-- Start Extracted text --
Jesus is said to have been “born to die” for us and for the world. From his birth, he was destined to be killed – his purpose, hie fate, if you will, was to die for us. From the moment he was born. You can’t have Christmas without Easter, no manger without Golgotha. It is poignant, then, that one of the readings for Christmas services is often from John’s Gospel (which oddly does not have a Christmas narrative); “The light shines in the darkness, and the darkness has not overcome it.” (v.1:5) But my book isn’t about death, it’s about service. It is about people that make (or should make) Christians think more deeply about their own beliefs. Two people have been in my mind the last several days; Judas and Longinus.
Judas was a disciple, chosen by Jesus to follow the Son of God toward a life of faith. He was known as Iscariot, which is linguistically vague and difficult to pin down. It might mean he was a sicarii, a member of a group of Jewish assassins that used short daggers to murder political enemies, like the Romans who had a fortress on Temple grounds. If that was the case, he was familiar with violence and probably did so thinking he was doing it in service to his community. Somewhere along the line, he took it upon himself to sell Jesus out for 30 pieces of silver, betraying the Son of God with a kiss at Gethsemane. The guilt that overtook him for having contributed to the death of his friend led him to hang himself.
Longinus is the name that Roman Catholics give to the soldier present at Christ’s crucifixion, who would have been a member of the Temple Guard that reported somewhat to the religious leaders on behalf of Pilate, the governor. “Longinus” is derived from the greek word longche, for the long spear that soldiers used in battle and that was also used by the soldier to pierce the side of Christ to ensure he was dead. Longinus was executing capital punishment upon a convicted criminal, and would not have had any reason to think he was not serving justice.
Both these men contributed directly to Jesus’ execution at the hands of the state. They each probably knew violence intimately. Judas used violence against others and ultimately against himself, the only tool he felt capable of affecting the change he wanted to see in the world; first to rid the world of his enemies as a sicarii and then to rid the world of himself. He certainly felt guilt for his complicity, but instead of repenting, he continued down the path of violence. Tradition holds that Longinus, who was even more directly responsible for Jesus’ death than Judas, was converted upon seeing the Son of God die upon Rome’s cross. Conversion always follows contrition and repentance. Instead of going the way of Judas, Longinus’ conversion led him to confess Jesus as the Son of God and tradition holds that he eventually left the military to be discipled by the apostles and become a monk.
There are two ways violence resurfaces in the lives of those who are familiar therewith. One way is to implode, evidenced by Judas, who committed suicide after realizing what he had done to his mentor and friend. He had visited violence upon others, and it was the only way he knew to respond when he became his own enemy. The other way is to explode, as many veterans in our own era are doing; mass shootings, murder-suicides, or otherwise making sure the pain inside oneself is shared (involuntarily) by others. But Longinus shows us a third way to respond to violence, which is to repent of it and not allow the darkness to overcome the light within. This Roman military person did not let violence have the last word, but faith. Seeing his own victim, Jesus, dying on the cross, he confessed the man he murdered as the Son of God and at that moment began to follow him. After becoming a monk, he was persecuted, having his teeth pulled out and his tongue cut off. He kept preaching the good news clearly (perhaps not unlike another soldier saint, Francis of Assisi, who said “preach always, use words when necessary”), so the local governor, whom he had once served in uniform, had him killed.
-- End Extracted text --
-- Start Raw data --
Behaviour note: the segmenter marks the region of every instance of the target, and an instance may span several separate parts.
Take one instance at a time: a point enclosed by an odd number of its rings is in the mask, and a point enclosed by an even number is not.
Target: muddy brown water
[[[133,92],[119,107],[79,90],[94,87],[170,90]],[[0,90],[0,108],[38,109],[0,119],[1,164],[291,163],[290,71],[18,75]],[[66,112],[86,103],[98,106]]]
-- End Raw data --
Pick up the essay on Judas and Longinus above after its final sentence and continue it.

To this day, Longinus is called Saint. Judas is known only as Betrayer. One chose the path of life, the other knew only death. There is a fork in the road, and one path leads only to the world, of implosion and explosion. The other, less traveled path, leads to life and faith. Choose the latter. It is always open to you. It was open to the very man who oversaw and even guaranteed Jesus’ death on the cross, and it is open to you.
This Sunday will be only the eighth time, in the 54 years that it has been celebrated, that Veterans Day will fall on a Sunday. Over the last several months, candidates have demanded a lot of our attention nationally and locally. With changes to campaign finance laws, this campaign has seemed longer, more vitriolic, and distracting than others I’ve witnessed in the 12 years I have been voting. What will be on our minds this Sunday might not be our veterans, and that reflects a troubling and dire situation that requires your attention.
Veterans are everywhere; we stand behind you in the grocery store line, sit next to you in class, and even worship beside you in church every week. What we have in common with one another is not always the easiest bond [kb1] to understand. Some say the martial fraternity is made up of courage, tenacity, and strength. To be sure, what I saw in my own combat deployment in 2004 reflected heights of human charity I’ve failed to witness before or since; soldiers standing in the line of fire for one another, risking their lives for civilians and comrades alike.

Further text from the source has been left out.